In the last general Elections the Indian poor for the first time threw off the illusions created by the MIC Mandores and kicked them out and put in place in 5 States, Governments that they thought would have more political will to address their longstanding issues. They placed a lot of hope in the Pakatan Rakyat Coalition. But much to their disappointment what they got was just more of the same. Old wine, just new bottle.

What do they get, a new set of Mandores who facilitate their new tuans to demolish, to destroy, to delude, to throw more crumbs, to mollify. If we go back up this story and replace the MIC Mandores with the PR Mandores the story will not read much different, only these Mandores are doing in these last two years what the MIC Mandores have been doing for over 50 years.

They help their tuans break Indian settlements, demolish Indian temples, demolish Hindu burial grounds, give mock cheques in the newspapers, promise secondary schools after the next elections, give a little bit of land for a school here, a school there, give some handouts to fire victims and play it big in the newspapers. They support the Srilanka Tamil refugees in a big way, they want to kill off the MIC Mandores, burn their effigies, they want to kill off Hindraf, the emerging champion of the poor Indians, they lie, they twist, they do everything what MIC has been doing for the last 50+ years.

They propose no permanent solutions to any of the problems. They develop no master plan to address any of the problems. They have no no vision for a healthy and thriving Indian community as part of a larger healthy and thriving Malaysian community, they have no political will to address these problems head on. They are interested only in supporting their new tauns, keeping their political positions, looking good within their respective political parties and hoping to get nominated by their parties for the next general elections and then maybe retire with a lifelong pension.

So what is the difference – MIC Mandores or PR Mandores. All the same stuff, just different in name and style.

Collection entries
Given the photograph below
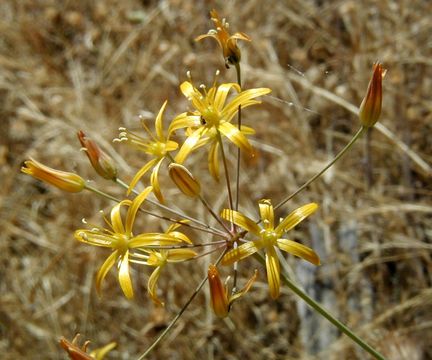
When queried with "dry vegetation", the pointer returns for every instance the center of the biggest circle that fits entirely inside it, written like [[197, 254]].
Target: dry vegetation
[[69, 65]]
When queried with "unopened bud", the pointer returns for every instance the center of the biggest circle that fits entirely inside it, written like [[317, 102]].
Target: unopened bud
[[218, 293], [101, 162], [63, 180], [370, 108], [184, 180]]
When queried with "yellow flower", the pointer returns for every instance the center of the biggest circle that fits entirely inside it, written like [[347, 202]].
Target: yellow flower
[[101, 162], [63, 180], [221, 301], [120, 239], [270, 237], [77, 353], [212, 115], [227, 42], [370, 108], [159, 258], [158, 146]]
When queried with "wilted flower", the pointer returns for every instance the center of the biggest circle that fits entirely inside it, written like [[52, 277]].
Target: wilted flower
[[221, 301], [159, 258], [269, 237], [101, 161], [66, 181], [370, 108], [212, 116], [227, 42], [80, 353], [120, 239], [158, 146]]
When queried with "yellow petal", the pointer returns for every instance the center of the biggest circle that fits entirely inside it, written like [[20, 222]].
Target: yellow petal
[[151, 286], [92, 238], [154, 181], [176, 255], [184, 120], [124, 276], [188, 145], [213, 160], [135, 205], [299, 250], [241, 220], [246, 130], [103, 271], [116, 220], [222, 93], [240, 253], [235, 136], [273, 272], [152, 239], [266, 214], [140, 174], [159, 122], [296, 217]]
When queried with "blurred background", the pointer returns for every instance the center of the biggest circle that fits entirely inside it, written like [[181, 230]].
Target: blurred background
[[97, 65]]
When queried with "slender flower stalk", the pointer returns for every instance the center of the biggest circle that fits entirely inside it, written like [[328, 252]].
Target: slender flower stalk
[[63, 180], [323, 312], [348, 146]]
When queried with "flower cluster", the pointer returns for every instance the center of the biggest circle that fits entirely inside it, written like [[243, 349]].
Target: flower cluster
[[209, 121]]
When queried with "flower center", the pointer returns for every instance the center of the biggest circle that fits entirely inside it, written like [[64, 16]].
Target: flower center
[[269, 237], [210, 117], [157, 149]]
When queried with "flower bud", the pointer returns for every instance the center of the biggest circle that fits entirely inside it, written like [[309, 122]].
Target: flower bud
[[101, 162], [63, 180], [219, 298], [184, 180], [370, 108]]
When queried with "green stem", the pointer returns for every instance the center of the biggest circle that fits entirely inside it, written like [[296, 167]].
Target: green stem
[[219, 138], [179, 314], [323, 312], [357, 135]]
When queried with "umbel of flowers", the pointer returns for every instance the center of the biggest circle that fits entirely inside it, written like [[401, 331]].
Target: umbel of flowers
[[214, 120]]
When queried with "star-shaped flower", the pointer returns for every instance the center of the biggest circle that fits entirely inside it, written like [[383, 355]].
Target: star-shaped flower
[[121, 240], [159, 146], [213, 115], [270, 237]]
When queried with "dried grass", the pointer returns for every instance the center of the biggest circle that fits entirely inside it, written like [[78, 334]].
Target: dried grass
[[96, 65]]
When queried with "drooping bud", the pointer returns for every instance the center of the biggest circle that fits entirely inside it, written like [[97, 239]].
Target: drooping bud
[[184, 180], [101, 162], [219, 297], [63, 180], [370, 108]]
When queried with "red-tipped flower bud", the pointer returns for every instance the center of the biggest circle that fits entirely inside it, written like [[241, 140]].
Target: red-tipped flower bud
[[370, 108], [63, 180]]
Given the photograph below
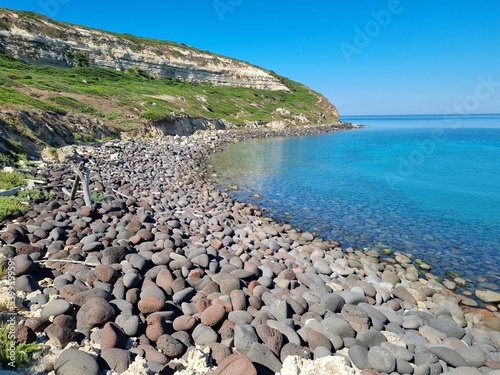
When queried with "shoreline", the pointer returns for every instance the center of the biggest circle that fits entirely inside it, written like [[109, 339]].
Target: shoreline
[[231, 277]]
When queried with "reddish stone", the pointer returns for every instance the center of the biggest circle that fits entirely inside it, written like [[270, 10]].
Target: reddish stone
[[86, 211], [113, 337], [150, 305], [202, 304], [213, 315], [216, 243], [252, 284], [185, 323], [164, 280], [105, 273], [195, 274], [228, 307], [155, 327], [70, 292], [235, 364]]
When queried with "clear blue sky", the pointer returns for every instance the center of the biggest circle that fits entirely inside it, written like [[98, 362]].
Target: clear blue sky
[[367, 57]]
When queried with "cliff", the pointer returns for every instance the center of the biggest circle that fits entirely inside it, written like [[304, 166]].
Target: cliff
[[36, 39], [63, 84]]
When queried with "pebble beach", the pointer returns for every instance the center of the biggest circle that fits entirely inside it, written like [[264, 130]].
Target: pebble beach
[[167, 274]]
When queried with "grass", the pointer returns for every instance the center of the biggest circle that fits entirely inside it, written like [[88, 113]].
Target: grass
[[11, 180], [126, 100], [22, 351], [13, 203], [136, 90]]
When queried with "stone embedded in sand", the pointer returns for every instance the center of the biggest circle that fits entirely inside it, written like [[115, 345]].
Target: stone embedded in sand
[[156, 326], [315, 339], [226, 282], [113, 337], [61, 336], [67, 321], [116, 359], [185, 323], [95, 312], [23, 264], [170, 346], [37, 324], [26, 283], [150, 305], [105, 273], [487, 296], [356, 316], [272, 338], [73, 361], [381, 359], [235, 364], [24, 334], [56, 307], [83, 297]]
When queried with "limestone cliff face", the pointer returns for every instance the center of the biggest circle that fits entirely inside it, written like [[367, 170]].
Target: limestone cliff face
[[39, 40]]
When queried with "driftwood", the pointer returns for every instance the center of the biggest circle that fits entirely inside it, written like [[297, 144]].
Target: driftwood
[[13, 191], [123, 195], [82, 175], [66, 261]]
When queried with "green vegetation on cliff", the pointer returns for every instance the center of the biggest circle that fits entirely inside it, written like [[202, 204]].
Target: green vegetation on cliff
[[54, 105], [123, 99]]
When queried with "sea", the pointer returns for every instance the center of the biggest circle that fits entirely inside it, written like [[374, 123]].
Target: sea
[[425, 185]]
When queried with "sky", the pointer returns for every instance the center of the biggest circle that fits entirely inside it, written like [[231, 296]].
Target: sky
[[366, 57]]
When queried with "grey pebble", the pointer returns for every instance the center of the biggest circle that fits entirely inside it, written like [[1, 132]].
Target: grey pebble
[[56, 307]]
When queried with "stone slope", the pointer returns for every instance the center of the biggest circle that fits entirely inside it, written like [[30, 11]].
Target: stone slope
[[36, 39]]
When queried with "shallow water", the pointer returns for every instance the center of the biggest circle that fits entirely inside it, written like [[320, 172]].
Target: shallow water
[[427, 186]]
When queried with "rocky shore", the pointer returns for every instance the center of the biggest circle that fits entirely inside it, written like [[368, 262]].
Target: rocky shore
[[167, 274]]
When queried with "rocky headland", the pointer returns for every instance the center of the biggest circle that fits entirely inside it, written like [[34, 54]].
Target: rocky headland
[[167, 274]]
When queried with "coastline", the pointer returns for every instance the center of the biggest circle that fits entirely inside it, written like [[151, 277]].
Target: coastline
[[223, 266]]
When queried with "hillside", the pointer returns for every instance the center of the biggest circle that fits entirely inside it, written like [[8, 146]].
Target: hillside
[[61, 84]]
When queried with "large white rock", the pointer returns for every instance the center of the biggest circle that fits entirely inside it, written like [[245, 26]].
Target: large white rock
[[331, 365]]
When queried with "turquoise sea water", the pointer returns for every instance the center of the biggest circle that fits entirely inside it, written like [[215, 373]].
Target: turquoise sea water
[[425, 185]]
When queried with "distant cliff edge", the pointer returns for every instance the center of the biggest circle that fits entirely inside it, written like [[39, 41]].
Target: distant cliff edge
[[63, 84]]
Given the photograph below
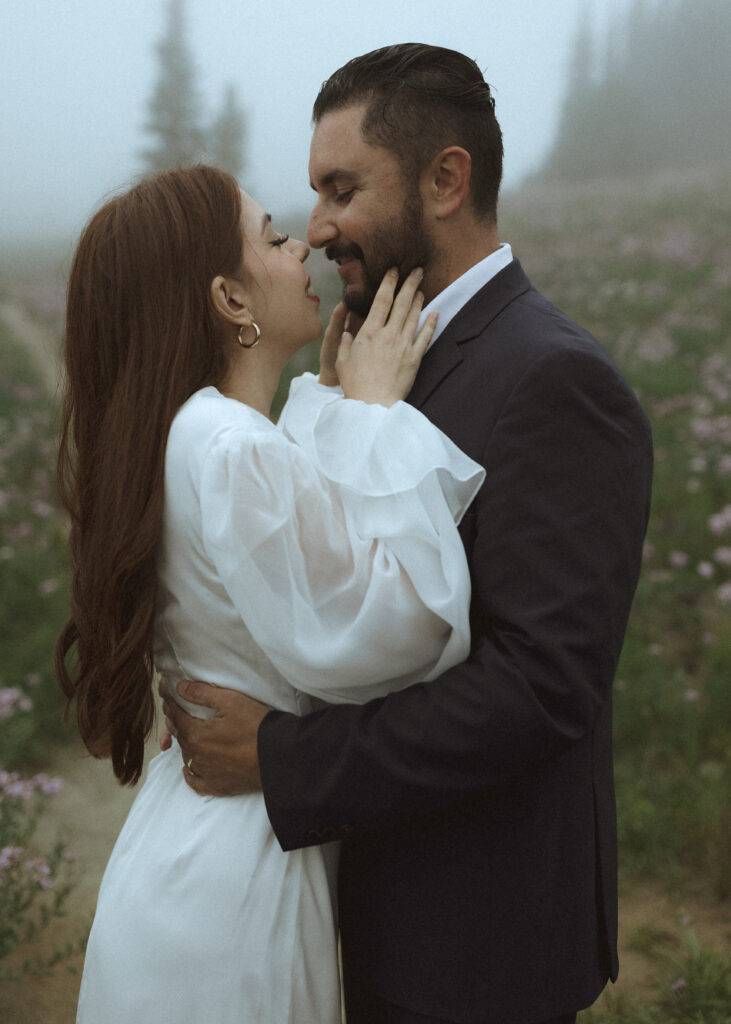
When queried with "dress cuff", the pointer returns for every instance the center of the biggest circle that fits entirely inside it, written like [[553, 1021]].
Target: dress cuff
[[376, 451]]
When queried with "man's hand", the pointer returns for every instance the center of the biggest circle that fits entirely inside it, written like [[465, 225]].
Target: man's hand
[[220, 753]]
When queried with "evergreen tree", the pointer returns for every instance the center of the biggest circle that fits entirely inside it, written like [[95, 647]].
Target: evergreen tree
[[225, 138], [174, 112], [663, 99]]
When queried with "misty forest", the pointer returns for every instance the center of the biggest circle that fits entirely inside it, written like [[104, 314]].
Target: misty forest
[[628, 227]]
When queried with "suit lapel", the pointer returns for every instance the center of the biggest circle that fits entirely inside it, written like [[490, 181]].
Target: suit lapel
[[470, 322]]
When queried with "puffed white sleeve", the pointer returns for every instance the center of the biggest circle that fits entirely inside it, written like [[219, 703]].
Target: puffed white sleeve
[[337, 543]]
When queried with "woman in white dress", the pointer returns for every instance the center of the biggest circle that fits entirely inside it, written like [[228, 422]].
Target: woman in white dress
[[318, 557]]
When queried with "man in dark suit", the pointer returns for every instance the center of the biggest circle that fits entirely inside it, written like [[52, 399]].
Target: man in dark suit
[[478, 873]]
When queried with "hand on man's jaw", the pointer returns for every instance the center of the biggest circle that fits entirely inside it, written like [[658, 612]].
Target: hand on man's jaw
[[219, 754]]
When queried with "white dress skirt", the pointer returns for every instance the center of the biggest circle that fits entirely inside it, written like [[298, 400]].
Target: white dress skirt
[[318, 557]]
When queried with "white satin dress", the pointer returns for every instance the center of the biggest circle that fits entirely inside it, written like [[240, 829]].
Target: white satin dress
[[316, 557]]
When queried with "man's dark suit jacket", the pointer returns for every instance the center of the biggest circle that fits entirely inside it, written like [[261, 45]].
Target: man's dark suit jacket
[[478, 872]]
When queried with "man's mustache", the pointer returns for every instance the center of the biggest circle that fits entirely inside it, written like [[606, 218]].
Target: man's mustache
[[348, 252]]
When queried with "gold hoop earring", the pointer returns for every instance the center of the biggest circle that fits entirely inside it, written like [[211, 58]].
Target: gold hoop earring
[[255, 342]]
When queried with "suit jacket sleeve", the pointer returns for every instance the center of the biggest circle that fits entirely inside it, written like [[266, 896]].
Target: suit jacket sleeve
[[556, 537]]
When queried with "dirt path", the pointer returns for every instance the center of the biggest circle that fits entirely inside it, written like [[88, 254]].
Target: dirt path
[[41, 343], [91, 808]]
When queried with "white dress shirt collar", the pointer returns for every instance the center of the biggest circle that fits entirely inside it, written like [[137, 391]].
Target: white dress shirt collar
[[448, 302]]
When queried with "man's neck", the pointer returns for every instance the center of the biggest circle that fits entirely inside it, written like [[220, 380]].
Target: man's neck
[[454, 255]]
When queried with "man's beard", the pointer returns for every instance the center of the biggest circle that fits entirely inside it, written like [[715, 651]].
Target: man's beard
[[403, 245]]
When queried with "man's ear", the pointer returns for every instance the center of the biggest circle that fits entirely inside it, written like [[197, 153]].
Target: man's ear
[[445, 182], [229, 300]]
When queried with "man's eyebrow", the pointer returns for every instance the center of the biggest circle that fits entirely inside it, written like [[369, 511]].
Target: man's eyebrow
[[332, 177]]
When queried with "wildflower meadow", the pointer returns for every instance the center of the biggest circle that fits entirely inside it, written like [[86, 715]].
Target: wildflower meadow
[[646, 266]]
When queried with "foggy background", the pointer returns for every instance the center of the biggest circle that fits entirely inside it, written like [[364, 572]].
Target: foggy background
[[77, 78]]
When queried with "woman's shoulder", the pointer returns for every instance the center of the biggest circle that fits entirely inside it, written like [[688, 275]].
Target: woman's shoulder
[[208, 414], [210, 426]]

Set problem A:
In the passage on the MIC and PR Mandores, write out the part from "They help their" up to and including "last 50+ years.", substituting "shrines" for "temples".
Set problem B:
Carry on the passage on the MIC and PR Mandores from the point where it stops.
The items play no part in what is asked here.

Answer A:
They help their tuans break Indian settlements, demolish Indian shrines, demolish Hindu burial grounds, give mock cheques in the newspapers, promise secondary schools after the next elections, give a little bit of land for a school here, a school there, give some handouts to fire victims and play it big in the newspapers. They support the Srilanka Tamil refugees in a big way, they want to kill off the MIC Mandores, burn their effigies, they want to kill off Hindraf, the emerging champion of the poor Indians, they lie, they twist, they do everything what MIC has been doing for the last 50+ years.

Answer B:
Mandorism as a system must be demolished
Time has come for us to completely kill off this Mandorist system. Mandores do not represent the poor and marginalized. They represent the interest of the tuans. What is needed now is a true representation of the poor and the marginalized in the halls of power. Only then will policies be forced in place for the poor and the marginalized. Not just for the Indian poor and marginalized but for the poor and marginalized of all of Malaysia. The current two coalitions really do not represent the poor and the marginalized, that is why they have similar policies and methods in spite of their avowed differences– an example of this similarity is this policy of the continuation of Mandorism. The powers-that-be must deal with the true representatives of the poor and the marginalized, they should not try and manipulate their way out of their obligations to the poor of the country. The Mandorist system has been a way for them to do it.

Powers that be must get out of the denial syndrome

The powers-that-be now need to stop denying that the poor are beginning to speak up and that this is not reversible anymore. They must accept that the expectations of the people cannot be bottled in any more. The likes of me who do not quite belong to the category of the poor and marginalized are increasing, as more and more become aware of what is really happening and why. No matter that the poor may still be inarticulate themselves, the numbers who are speaking up for them are increasing and are doing so increasingly fearlessly. The process is set. You cannot put the genie back into the bottle.

This truth must be accepted and the denials and the petty intrigues must stop and realism must set in, to prevent further pain and further loss for Malaysian society as a whole.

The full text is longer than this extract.